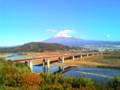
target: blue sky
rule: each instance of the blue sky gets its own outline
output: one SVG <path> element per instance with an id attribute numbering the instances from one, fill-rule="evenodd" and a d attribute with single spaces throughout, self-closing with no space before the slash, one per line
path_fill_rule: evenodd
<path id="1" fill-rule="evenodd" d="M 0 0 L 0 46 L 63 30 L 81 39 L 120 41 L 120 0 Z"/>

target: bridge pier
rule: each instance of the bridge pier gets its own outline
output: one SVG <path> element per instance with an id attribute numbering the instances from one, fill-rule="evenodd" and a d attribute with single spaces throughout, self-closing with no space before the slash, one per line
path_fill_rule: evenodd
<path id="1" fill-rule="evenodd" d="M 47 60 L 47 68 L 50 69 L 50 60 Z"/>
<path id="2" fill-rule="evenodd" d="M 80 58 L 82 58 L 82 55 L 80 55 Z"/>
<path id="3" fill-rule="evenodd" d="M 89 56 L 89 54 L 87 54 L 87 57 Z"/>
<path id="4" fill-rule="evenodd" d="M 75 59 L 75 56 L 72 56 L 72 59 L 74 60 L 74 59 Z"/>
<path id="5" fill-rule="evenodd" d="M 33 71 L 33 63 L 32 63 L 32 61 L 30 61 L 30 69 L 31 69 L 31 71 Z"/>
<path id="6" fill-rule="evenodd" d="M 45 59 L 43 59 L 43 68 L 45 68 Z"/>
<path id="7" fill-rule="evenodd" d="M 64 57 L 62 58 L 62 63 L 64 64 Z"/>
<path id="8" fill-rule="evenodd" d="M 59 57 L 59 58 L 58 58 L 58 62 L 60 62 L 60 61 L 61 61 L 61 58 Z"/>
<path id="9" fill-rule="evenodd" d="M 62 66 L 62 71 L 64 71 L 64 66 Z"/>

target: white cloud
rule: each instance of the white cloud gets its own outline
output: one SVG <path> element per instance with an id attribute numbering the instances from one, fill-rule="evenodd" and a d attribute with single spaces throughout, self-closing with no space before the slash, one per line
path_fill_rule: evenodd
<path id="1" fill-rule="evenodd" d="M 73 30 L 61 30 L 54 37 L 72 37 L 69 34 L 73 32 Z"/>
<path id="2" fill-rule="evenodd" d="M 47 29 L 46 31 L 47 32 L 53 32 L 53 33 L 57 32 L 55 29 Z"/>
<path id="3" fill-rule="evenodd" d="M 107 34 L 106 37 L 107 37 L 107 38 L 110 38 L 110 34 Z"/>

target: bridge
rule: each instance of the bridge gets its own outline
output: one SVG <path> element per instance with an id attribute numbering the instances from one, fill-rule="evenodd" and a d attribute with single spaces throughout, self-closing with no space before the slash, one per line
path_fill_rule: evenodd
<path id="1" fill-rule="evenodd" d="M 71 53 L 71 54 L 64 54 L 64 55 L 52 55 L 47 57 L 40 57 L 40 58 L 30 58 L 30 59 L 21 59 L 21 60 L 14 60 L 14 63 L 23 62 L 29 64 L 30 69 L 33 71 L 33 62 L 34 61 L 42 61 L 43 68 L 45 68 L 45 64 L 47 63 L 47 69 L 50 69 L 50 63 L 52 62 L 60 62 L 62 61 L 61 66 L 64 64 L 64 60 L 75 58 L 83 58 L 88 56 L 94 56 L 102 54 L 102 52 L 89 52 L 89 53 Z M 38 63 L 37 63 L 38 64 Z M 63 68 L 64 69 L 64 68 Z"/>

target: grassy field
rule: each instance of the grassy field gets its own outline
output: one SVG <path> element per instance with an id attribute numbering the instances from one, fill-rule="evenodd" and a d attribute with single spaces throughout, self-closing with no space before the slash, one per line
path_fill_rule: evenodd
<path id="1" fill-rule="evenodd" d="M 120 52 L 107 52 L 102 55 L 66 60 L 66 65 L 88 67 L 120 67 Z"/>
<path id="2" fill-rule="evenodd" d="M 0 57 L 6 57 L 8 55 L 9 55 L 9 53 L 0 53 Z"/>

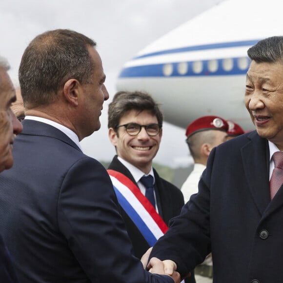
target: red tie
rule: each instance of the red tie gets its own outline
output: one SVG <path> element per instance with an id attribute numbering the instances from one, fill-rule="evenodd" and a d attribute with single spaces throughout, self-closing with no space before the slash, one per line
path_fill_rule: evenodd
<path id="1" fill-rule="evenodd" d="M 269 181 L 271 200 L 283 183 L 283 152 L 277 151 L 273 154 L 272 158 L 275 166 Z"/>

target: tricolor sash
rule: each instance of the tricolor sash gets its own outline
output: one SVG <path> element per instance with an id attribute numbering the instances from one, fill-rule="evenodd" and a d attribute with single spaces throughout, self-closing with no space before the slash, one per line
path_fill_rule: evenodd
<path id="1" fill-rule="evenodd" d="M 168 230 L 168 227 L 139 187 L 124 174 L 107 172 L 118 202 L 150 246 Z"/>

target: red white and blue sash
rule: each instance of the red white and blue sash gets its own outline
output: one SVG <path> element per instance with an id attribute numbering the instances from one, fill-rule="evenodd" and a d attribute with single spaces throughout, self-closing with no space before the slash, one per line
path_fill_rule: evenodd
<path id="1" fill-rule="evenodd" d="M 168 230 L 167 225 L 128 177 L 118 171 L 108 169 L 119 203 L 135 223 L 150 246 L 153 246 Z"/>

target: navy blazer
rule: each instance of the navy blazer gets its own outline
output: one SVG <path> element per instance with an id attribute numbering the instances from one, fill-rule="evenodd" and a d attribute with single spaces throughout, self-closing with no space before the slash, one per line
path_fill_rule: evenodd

#####

▸ **TASK INSTRUCTIONS**: Rewrite every line of the entries above, changing "gets its own outline" to "receives a separate outline" wherever it appears and keeping everything else the same. Omit the pictures.

▸ **EXERCISE RESULT**:
target: blue sky
rule: each instance of the blue sky receives a separate outline
output: one SVG <path> element per instance with an id attribute numbering the instances from one, fill-rule="evenodd" and a d attribute with single spaces throughout, self-closing with no space before the slash, one per line
path_fill_rule: evenodd
<path id="1" fill-rule="evenodd" d="M 0 0 L 0 46 L 63 30 L 81 39 L 120 41 L 120 0 Z"/>

target: bridge pier
rule: each instance of the bridge pier receives a separate outline
output: one SVG <path> element per instance with an id attribute numbering the instances from one, fill-rule="evenodd" and a d attribute with single spaces throughout, self-closing with no space before the slash, one per line
path_fill_rule: evenodd
<path id="1" fill-rule="evenodd" d="M 47 60 L 47 68 L 50 69 L 50 60 Z"/>
<path id="2" fill-rule="evenodd" d="M 80 58 L 82 58 L 82 55 L 80 55 Z"/>
<path id="3" fill-rule="evenodd" d="M 89 56 L 89 54 L 87 54 L 87 57 Z"/>
<path id="4" fill-rule="evenodd" d="M 75 59 L 75 56 L 72 56 L 72 59 L 74 60 L 74 59 Z"/>
<path id="5" fill-rule="evenodd" d="M 33 71 L 33 63 L 32 63 L 32 61 L 30 61 L 30 69 L 31 69 L 31 71 Z"/>
<path id="6" fill-rule="evenodd" d="M 45 59 L 43 59 L 43 68 L 45 68 Z"/>
<path id="7" fill-rule="evenodd" d="M 64 57 L 62 58 L 62 63 L 64 64 Z"/>
<path id="8" fill-rule="evenodd" d="M 59 57 L 59 58 L 58 58 L 58 62 L 60 62 L 60 61 L 61 61 L 61 58 Z"/>
<path id="9" fill-rule="evenodd" d="M 62 66 L 62 71 L 64 71 L 64 66 Z"/>

target: white cloud
rule: each instance of the white cloud receives a separate outline
output: one SVG <path> element per instance with an id attribute numbering the instances from one, fill-rule="evenodd" and a d attribute with single spaces throughout, self-closing with no space before the slash, one per line
path_fill_rule: evenodd
<path id="1" fill-rule="evenodd" d="M 73 30 L 61 30 L 54 37 L 72 37 L 69 34 L 73 32 Z"/>
<path id="2" fill-rule="evenodd" d="M 47 29 L 46 31 L 47 32 L 53 32 L 53 33 L 57 32 L 55 29 Z"/>
<path id="3" fill-rule="evenodd" d="M 107 34 L 106 37 L 107 37 L 107 38 L 110 38 L 110 34 Z"/>

target: bridge
rule: each instance of the bridge receives a separate outline
output: one SVG <path> element per instance with an id attribute numbering the instances from one, fill-rule="evenodd" and a d attribute with single spaces throughout, self-closing with no space before the slash, one per line
path_fill_rule: evenodd
<path id="1" fill-rule="evenodd" d="M 71 53 L 71 54 L 64 54 L 64 55 L 52 55 L 47 57 L 40 57 L 40 58 L 30 58 L 30 59 L 21 59 L 21 60 L 14 60 L 14 63 L 23 62 L 29 64 L 30 69 L 33 71 L 33 62 L 34 61 L 42 61 L 43 68 L 45 68 L 45 64 L 47 63 L 47 69 L 50 69 L 50 63 L 52 62 L 60 62 L 62 61 L 61 66 L 64 64 L 64 60 L 75 58 L 83 58 L 88 56 L 94 56 L 102 54 L 102 52 L 89 52 L 89 53 Z M 38 63 L 37 63 L 38 64 Z M 63 68 L 64 69 L 64 68 Z"/>

target: grassy field
rule: each instance of the grassy field receives a separate outline
output: one SVG <path> element per instance with an id attribute numbering the instances from one, fill-rule="evenodd" and a d attribute with single spaces throughout, self-closing with no space before the slash, one per line
path_fill_rule: evenodd
<path id="1" fill-rule="evenodd" d="M 120 52 L 107 52 L 102 55 L 66 60 L 66 65 L 88 67 L 120 67 Z"/>
<path id="2" fill-rule="evenodd" d="M 0 57 L 6 57 L 8 55 L 9 55 L 9 53 L 0 53 Z"/>

target: red tie
rule: each instance of the red tie receives a separate outline
output: one SVG <path> element per instance with an id attribute numbering the instances from one, fill-rule="evenodd" and a d attribute with single spaces throughout, self-closing with no space before the slash, one per line
path_fill_rule: evenodd
<path id="1" fill-rule="evenodd" d="M 269 181 L 271 200 L 283 183 L 283 152 L 277 151 L 273 154 L 272 158 L 275 166 Z"/>

target: tricolor sash
rule: each instance of the tricolor sash receives a separate outline
output: one SVG <path> element per instance with an id attribute numbering the instances from one, fill-rule="evenodd" and a d attribute with single spaces throughout, self-closing with no space before the slash, one per line
path_fill_rule: evenodd
<path id="1" fill-rule="evenodd" d="M 168 230 L 168 227 L 139 187 L 124 174 L 107 172 L 118 202 L 150 246 Z"/>

target: red white and blue sash
rule: each instance of the red white and blue sash receives a separate outline
output: one SVG <path> element per instance with an id attribute numbering the instances from one, fill-rule="evenodd" and a d attribute with single spaces throughout, self-closing with no space before the slash, one per line
path_fill_rule: evenodd
<path id="1" fill-rule="evenodd" d="M 168 230 L 167 225 L 128 177 L 118 171 L 108 169 L 119 203 L 135 223 L 150 246 L 153 246 Z"/>

target: navy blazer
rule: each instance of the navy blazer receives a separate outline
output: one SVG <path> element per instance with an id attribute numbering the instances from one, fill-rule="evenodd" and a d attribute with single spaces throughout, self-closing with no space before the slash, one per line
path_fill_rule: evenodd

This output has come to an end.